## Work instruction
Reproduce the passage of the text on New Jersey surrogacy rights from "New Jersey’s highest" up to and including "their husband’s sperm.".

## Text excerpt
New Jersey’s highest court has denied parental rights to an infertile woman who arranged with her husband to a have a child carried by a surrogate. A 3-3 tie vote forced the court to accept the opinion of the lower court, and reject arguments that a New Jersey law unconstitutionally discriminated against women when it granted rights only to infertile men.
The New Jersey Parentage Act (N.J.S.A.) allows infertile men parental rights to a child carried by their wife via artificial insemination, even though the sperm come from a different man. It does not, however, grant parental rights to infertile women like the plaintiff, who similarly seek to have children through alternative means using their husband’s sperm.
In distinguishing between the two scenarios, the majority opinion noted that surrogates also have a stake in the outcome, with the option to seek parental rights. In a famous New Jersey case involving “Baby M,” the same court found that a surrogate carrying a child with her own egg could not be forced to relinquish her parental rights, even though she had already agreed to give the baby away. But as the New York Times points out, couples rarely now use the egg of the surrogate, instead relying on an anonymous egg donor and the sperm of the father in what is called “gestational surrogacy.”
The surrogate in this case had already relinquished her parental rights, and was not disputing that issue. Instead, it was the state’s Department of Health and Human Services that intervened, claiming the woman’s name had improperly been included on the child’s birth certificate, and that the wife (A.L.S.) would have to go through the time and expense of the adoption process.
A three-justice dissent lamented the majority’s reliance on hypothetical scenarios, when the rights of the surrogate were not at issue in this case:
Although the purpose of the Parentage Act was for “all children and parents [to] have equal rights with respect to each other,” see Sponsor’s Statement, Statement to Senate Bill No. 888 (Jan. 19, 1982), that is not the case when one set of rights is granted to an infertile husband and his intended child, and a lesser set of rights is granted to an infertile wife and her intended child. In light of the rights conferred on an infertile husband by N.J.S.A. 9:17-44(a), there is no legitimate State interest in denying the infertile wife the ability to become the natural parent of the child conceived by her husband’s sperm when the surrogate, seventy-two hours after the child’s birth, lawfully relinquishes her parental rights. The surrogate’s surrender of her rights places A.L.S., if not in the same shoes, in similar shoes as the infertile husband.

## Image-grounded pointing data
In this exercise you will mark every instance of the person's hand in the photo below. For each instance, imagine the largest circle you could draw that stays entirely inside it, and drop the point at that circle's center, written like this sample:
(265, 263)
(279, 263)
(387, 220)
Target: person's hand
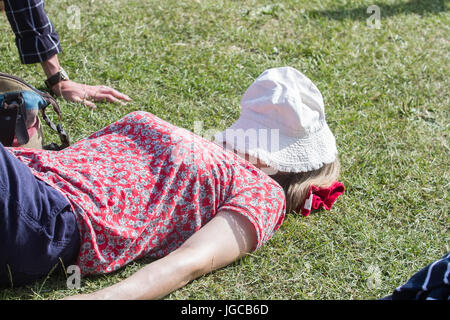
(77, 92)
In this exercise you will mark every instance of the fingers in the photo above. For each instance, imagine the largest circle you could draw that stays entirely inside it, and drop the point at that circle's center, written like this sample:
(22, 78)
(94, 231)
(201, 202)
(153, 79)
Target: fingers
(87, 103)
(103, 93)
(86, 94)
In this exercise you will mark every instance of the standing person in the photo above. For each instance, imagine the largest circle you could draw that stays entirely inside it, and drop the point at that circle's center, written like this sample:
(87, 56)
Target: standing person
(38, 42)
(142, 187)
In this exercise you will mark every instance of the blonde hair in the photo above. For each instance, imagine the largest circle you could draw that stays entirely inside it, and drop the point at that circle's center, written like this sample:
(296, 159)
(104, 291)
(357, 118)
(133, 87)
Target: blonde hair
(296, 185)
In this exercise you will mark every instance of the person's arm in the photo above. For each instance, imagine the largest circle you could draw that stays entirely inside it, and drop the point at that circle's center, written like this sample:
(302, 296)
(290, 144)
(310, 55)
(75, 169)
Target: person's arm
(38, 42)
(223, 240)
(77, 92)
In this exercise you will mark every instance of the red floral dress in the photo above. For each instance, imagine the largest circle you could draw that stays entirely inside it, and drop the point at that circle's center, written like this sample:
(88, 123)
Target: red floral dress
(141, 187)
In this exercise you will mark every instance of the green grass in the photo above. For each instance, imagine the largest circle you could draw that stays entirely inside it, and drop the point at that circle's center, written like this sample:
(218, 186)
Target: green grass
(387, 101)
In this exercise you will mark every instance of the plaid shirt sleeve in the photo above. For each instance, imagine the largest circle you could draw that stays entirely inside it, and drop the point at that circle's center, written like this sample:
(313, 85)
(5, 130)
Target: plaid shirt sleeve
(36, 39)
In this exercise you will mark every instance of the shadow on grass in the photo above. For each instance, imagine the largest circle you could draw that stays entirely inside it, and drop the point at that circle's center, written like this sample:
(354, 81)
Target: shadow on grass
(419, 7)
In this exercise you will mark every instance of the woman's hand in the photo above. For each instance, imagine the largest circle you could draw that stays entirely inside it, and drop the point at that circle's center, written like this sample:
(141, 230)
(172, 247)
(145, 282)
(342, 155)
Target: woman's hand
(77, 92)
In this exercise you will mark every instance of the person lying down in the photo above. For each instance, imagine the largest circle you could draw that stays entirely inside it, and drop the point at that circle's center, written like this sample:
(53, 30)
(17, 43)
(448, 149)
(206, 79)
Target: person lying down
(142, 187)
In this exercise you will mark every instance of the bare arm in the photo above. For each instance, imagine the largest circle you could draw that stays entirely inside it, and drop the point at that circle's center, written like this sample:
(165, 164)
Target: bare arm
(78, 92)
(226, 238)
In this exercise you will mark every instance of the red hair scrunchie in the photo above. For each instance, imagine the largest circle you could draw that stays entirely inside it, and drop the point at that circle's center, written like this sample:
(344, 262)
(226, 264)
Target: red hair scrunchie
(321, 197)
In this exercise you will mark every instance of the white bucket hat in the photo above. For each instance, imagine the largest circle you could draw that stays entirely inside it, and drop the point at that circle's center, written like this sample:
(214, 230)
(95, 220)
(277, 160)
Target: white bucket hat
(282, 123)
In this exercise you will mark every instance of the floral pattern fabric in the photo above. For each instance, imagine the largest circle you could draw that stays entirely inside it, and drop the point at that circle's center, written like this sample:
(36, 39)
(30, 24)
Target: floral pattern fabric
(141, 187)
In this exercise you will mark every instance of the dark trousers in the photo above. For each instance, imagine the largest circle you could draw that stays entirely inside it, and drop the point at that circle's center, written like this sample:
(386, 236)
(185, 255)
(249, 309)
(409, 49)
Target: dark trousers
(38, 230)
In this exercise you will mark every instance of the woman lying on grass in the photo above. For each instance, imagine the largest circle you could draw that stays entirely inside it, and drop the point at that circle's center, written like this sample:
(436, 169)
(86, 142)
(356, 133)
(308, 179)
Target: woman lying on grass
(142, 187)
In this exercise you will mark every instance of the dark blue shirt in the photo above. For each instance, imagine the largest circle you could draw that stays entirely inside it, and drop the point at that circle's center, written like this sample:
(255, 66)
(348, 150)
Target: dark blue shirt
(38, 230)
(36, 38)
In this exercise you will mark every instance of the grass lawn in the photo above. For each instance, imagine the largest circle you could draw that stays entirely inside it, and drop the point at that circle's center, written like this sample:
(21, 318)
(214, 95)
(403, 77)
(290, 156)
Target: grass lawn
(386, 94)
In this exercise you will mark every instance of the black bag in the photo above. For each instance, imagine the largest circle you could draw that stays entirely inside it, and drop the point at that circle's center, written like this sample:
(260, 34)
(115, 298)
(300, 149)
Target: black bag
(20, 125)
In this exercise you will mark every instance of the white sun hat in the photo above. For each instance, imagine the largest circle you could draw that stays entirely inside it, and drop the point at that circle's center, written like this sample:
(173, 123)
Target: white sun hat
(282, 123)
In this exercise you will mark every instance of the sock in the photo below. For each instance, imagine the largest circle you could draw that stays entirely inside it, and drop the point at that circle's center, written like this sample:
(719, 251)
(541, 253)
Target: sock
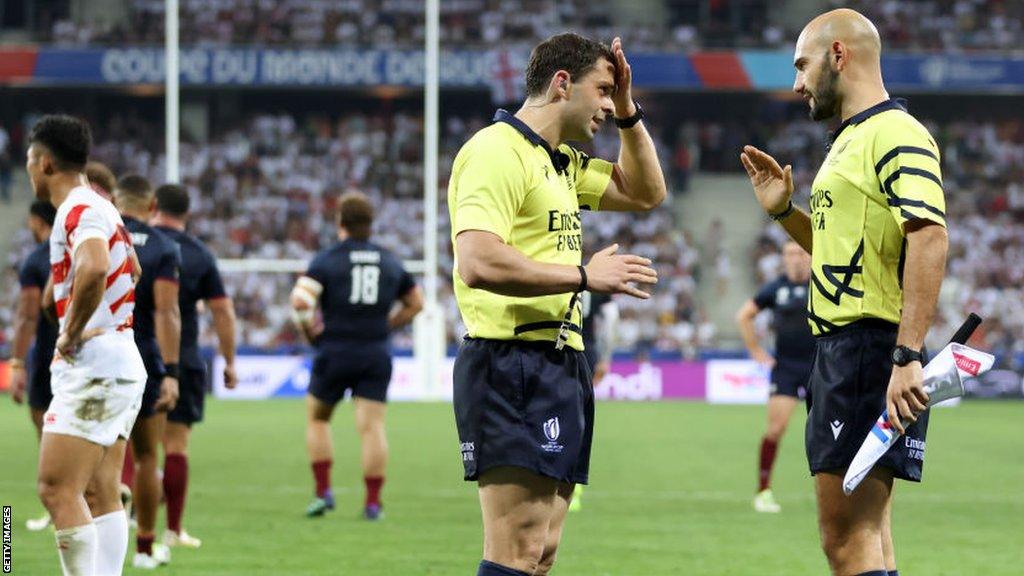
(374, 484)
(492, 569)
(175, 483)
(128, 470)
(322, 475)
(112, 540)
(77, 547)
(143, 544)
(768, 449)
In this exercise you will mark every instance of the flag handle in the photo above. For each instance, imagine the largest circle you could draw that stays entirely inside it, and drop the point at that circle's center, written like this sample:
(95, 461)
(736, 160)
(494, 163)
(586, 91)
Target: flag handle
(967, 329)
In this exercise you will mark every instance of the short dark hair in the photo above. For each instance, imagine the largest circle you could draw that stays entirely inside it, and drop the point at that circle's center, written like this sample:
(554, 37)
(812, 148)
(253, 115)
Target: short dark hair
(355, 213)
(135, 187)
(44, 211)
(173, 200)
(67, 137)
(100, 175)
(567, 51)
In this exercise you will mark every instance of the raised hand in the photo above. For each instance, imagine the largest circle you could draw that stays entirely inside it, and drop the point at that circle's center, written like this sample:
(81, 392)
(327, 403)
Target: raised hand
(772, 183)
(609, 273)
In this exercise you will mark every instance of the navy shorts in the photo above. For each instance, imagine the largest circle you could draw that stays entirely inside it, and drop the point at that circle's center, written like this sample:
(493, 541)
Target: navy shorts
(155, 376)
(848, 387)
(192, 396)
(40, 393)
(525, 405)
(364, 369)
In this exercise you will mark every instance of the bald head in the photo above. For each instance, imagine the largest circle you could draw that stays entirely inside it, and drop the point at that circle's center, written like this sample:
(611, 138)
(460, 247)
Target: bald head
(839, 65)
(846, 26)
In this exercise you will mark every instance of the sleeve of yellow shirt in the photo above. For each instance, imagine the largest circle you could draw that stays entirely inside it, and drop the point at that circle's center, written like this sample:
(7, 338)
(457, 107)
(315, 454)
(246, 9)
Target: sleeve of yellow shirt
--
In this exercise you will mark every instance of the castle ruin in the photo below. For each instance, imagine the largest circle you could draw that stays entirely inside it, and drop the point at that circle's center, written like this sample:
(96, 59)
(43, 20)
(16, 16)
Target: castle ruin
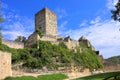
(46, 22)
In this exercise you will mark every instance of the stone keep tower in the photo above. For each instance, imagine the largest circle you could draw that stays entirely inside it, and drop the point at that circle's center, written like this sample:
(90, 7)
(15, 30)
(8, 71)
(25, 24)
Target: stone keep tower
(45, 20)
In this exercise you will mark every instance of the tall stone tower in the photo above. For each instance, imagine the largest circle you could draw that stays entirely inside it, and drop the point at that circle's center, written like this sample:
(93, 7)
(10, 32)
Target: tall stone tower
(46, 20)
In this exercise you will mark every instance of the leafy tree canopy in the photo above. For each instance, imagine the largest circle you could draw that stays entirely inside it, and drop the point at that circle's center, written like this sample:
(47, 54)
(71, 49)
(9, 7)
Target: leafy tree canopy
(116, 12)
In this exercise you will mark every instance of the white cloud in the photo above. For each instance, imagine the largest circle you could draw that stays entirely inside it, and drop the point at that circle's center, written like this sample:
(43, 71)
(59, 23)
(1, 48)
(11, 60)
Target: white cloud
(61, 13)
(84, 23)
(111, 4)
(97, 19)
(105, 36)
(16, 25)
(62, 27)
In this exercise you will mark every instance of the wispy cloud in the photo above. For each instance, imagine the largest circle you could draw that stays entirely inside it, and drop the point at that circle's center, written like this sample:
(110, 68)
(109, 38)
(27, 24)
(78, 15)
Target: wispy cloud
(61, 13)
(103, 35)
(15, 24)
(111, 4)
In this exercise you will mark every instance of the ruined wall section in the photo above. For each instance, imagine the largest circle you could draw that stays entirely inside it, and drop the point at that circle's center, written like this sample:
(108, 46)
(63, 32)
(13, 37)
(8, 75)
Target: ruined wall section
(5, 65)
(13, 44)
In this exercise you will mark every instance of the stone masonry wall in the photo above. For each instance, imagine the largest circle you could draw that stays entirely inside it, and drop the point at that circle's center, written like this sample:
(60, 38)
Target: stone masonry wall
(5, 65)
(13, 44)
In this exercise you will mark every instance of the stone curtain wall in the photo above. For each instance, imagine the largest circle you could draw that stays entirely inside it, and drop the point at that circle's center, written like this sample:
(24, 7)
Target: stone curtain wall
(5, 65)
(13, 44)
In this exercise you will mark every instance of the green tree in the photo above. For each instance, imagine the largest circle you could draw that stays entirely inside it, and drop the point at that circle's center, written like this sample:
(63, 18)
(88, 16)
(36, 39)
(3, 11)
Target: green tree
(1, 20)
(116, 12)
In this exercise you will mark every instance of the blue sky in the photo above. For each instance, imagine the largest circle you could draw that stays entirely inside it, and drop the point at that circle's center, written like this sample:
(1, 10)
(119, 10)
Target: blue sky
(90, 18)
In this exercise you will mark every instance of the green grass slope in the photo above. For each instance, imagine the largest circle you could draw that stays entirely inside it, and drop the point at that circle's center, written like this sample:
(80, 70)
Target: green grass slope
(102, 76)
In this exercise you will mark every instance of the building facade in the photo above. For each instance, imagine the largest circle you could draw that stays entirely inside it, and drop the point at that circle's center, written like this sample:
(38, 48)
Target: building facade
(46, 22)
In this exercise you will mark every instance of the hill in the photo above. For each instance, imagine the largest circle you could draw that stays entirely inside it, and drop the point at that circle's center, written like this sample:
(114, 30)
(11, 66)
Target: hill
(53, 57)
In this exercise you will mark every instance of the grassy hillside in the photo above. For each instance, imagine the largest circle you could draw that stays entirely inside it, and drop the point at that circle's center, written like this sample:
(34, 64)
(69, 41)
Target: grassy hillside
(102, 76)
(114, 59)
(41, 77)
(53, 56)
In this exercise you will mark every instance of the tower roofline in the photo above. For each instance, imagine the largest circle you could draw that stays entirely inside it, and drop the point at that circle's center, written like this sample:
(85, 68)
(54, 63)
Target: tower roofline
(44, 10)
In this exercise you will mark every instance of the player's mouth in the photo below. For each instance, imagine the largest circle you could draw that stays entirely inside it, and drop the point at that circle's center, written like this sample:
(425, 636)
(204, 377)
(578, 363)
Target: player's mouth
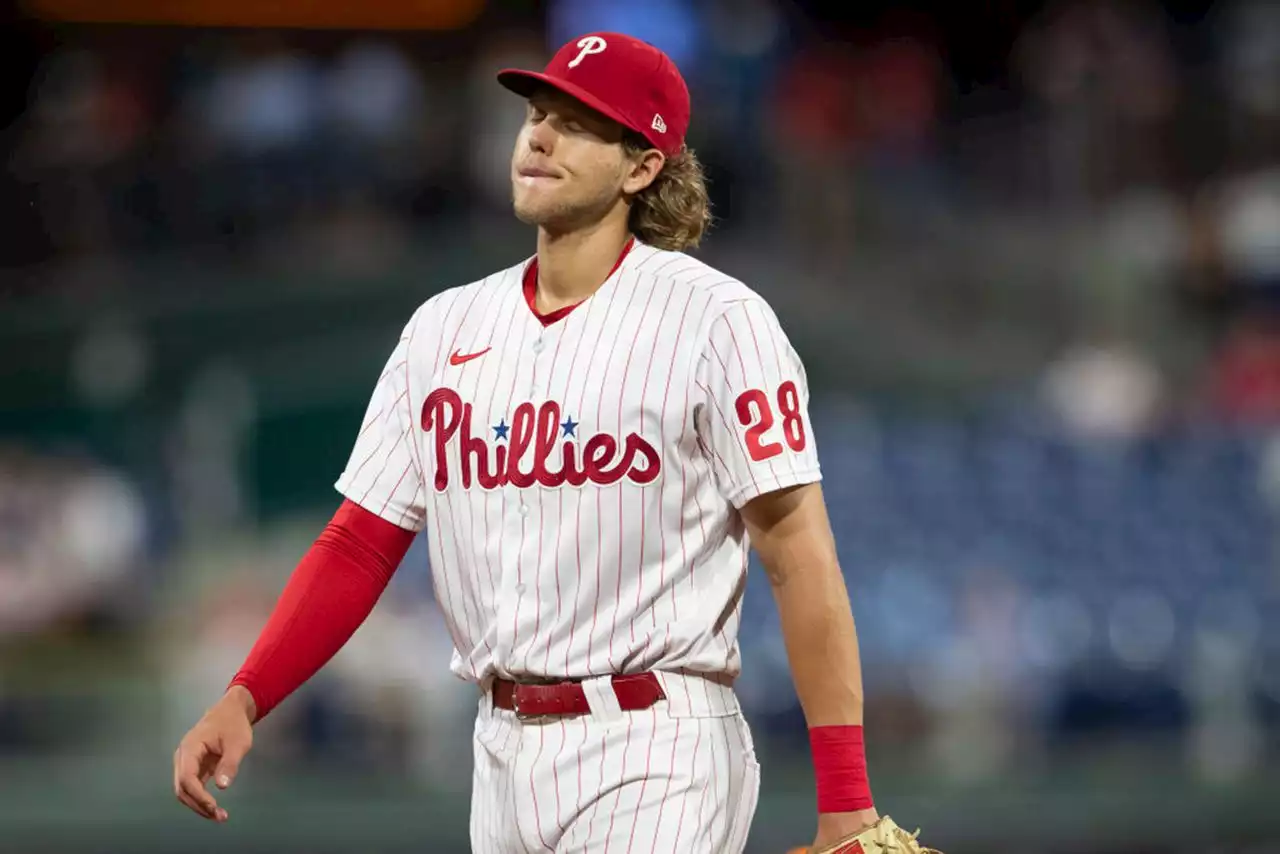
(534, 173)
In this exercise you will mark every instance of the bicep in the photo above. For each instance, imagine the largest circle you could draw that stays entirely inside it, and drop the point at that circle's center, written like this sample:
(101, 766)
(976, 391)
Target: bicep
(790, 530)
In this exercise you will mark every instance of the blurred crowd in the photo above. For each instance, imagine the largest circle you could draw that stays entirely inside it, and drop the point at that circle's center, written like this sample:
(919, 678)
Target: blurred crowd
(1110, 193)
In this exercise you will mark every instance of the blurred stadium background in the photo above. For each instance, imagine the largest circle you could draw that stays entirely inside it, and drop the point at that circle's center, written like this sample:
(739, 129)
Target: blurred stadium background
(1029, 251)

## Output of the exercise
New Jersey’s highest court has denied parental rights to an infertile woman who arranged with her husband to a have a child carried by a surrogate. A 3-3 tie vote forced the court to accept the opinion of the lower court, and reject arguments that a New Jersey law unconstitutionally discriminated against women when it granted rights only to infertile men.
The New Jersey Parentage Act (N.J.S.A.) allows infertile men parental rights to a child carried by their wife via artificial insemination, even though the sperm come from a different man. It does not, however, grant parental rights to infertile women like the plaintiff, who similarly seek to have children through alternative means using their husband’s sperm.